Stored data entries
* * *
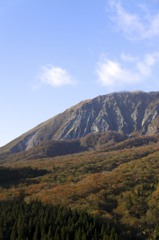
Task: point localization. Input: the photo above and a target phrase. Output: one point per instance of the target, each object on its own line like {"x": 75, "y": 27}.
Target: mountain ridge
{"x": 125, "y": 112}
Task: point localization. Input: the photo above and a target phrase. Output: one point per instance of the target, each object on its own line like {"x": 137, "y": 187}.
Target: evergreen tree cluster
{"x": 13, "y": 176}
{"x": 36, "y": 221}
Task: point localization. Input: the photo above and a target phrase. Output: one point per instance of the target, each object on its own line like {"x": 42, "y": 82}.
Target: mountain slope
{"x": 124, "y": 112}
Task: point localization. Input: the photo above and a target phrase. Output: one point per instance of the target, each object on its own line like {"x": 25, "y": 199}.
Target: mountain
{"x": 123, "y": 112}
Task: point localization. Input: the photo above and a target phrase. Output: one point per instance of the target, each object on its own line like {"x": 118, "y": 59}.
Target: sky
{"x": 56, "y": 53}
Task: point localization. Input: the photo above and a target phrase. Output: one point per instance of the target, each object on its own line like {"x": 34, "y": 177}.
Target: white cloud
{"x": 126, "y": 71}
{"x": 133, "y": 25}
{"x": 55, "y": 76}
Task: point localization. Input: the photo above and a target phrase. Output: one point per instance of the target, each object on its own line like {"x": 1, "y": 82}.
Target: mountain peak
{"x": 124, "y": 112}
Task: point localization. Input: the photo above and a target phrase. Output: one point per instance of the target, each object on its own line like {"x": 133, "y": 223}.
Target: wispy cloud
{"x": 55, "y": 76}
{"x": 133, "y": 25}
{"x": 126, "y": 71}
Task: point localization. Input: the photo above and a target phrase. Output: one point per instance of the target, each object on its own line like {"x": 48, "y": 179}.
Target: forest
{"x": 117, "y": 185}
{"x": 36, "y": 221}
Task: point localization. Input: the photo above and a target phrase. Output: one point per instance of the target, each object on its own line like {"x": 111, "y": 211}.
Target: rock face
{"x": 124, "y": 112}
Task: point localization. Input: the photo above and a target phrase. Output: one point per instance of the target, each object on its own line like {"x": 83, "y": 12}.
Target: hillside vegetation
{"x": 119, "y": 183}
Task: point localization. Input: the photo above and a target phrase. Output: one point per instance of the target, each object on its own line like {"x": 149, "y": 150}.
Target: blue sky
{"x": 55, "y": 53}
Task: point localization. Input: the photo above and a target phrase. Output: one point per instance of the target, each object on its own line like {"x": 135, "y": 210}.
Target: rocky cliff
* * *
An exact reproduction of every record above is required, with no pictures included.

WRITTEN SOLUTION
Task: point localization. Input: the photo above and a target phrase. Output: one point per instance of the target, each object on its own line like {"x": 75, "y": 27}.
Target: mountain ridge
{"x": 125, "y": 112}
Task: point localization. Input: the photo above and a target phrase. Output: one point per instance of the target, each object on its own line like {"x": 137, "y": 187}.
Target: evergreen tree cluster
{"x": 13, "y": 176}
{"x": 36, "y": 221}
Task: point localization. Input: the photo above and a target phrase. Output: one point per instance of the target, each object on its own line like {"x": 42, "y": 82}.
Target: mountain slope
{"x": 124, "y": 112}
Task: point localization. Input: the photo above and a target phrase. Output: one point per instance of the target, each object on its own line like {"x": 25, "y": 199}.
Target: mountain
{"x": 123, "y": 112}
Task: point localization. Input: the photo above and a target phrase. Output: one point per instance of the target, each object on its own line like {"x": 118, "y": 59}.
Target: sky
{"x": 56, "y": 53}
Task: point localization. Input: the photo above and a target phrase. Output: one point per instance of the target, each object on its own line like {"x": 34, "y": 177}.
Target: white cloud
{"x": 126, "y": 71}
{"x": 133, "y": 25}
{"x": 55, "y": 76}
Task: point localization. Input: the photo above and a target phrase. Output: one point per instance of the target, each object on its own line like {"x": 1, "y": 82}.
Target: mountain peak
{"x": 124, "y": 112}
Task: point localization. Input: the photo above and a target phrase. Output: one point per instance of the target, each object on its own line like {"x": 133, "y": 223}.
Target: wispy cloud
{"x": 55, "y": 76}
{"x": 133, "y": 25}
{"x": 126, "y": 71}
Task: point localization. Input: the photo above and a target phrase. Output: one point per instance of the target, each object on its own line like {"x": 48, "y": 179}.
Target: forest
{"x": 117, "y": 185}
{"x": 36, "y": 221}
Task: point localization. Input: the photo above and a target phrase. Output: one point per instance of the target, each object on its own line like {"x": 111, "y": 211}.
Target: rock face
{"x": 124, "y": 112}
Task: point localization. Input: the photo above and a target phrase. Output: one point per instance of the target, each object on its own line like {"x": 83, "y": 12}.
Target: hillside vegetation
{"x": 119, "y": 183}
Task: point localization. Input: the photo above and a target phrase. Output: one point per instance of the target, each object on its own line like {"x": 149, "y": 150}.
Target: blue sky
{"x": 55, "y": 53}
Task: point localization. Input: the photo above and a target phrase. Output: one point per instance of the target, each object on its own line like {"x": 135, "y": 210}.
Target: rocky cliff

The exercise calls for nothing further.